**Exercise prompt:** Change "plot-scouting record" to "garden survey" everywhere in the entries below, and write them out again with nothing else altered.

== Data for this task

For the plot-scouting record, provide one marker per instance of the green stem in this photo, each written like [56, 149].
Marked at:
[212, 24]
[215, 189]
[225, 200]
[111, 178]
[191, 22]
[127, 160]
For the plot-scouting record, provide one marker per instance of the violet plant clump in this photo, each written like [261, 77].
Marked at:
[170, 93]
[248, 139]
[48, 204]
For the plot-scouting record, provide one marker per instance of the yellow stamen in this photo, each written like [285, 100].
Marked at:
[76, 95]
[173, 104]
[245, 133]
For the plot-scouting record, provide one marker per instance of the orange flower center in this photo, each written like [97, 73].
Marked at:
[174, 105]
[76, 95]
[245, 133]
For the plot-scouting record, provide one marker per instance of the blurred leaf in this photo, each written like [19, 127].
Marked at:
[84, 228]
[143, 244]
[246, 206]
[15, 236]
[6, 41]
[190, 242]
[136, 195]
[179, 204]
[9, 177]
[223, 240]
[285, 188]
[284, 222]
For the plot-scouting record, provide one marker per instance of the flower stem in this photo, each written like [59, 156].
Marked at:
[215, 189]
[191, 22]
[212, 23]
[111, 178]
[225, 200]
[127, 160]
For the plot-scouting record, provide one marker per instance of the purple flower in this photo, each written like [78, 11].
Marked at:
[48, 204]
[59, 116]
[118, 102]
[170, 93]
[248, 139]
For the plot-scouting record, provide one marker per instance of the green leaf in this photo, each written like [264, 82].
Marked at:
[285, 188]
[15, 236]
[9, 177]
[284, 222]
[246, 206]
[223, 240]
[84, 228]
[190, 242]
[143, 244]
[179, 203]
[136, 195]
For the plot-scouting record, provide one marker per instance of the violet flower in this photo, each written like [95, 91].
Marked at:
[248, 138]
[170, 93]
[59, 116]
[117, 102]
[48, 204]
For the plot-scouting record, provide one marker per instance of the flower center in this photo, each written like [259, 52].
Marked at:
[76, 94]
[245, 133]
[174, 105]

====

**Correct output:**
For the garden survey, provide one marker per instance of the green stem in this photo, each written like [56, 149].
Marked at:
[212, 24]
[215, 189]
[225, 200]
[111, 178]
[191, 22]
[127, 160]
For the garden survey, provide one marker per instance of the violet plant clump in this photo, each written like [261, 77].
Marked at:
[170, 93]
[248, 139]
[48, 204]
For the garden survey, provide one marker per instance of the yellow stamen in this photo, each written like [285, 100].
Marked at:
[76, 95]
[173, 104]
[245, 133]
For the garden survey, provide one marker per instance of the orange flower center in this photo, each written like [97, 73].
Marked at:
[174, 105]
[76, 95]
[245, 133]
For the garden survey, provide one marker per instance of the blurred leaf in this photo, each written like [19, 127].
Marked at:
[84, 228]
[143, 244]
[246, 206]
[15, 236]
[6, 41]
[190, 242]
[136, 195]
[179, 204]
[9, 177]
[223, 240]
[285, 188]
[284, 222]
For the garden survey, provide one marker per instance of the flower stem in this photo, each written like [59, 156].
Marked at:
[215, 189]
[191, 22]
[212, 23]
[111, 178]
[225, 200]
[127, 160]
For the garden survey, provide one marker per instance of the purple flower in this photo, each written like [78, 11].
Marked at:
[48, 204]
[59, 116]
[118, 102]
[170, 93]
[248, 139]
For the garden survey, provide one marker per instance of the green leaf in this photo, each written like [264, 82].
Marked at:
[285, 188]
[15, 236]
[9, 177]
[284, 222]
[246, 206]
[223, 240]
[84, 228]
[190, 242]
[143, 244]
[179, 203]
[136, 195]
For the garden survey, provide one marker per instance of the violet flower in this photo, each written like [95, 91].
Marked at:
[248, 138]
[170, 93]
[59, 116]
[117, 102]
[48, 204]
For the garden survey, provide one marker per instance of the flower center in this photo, each written like [259, 52].
Marked at:
[76, 94]
[245, 133]
[174, 105]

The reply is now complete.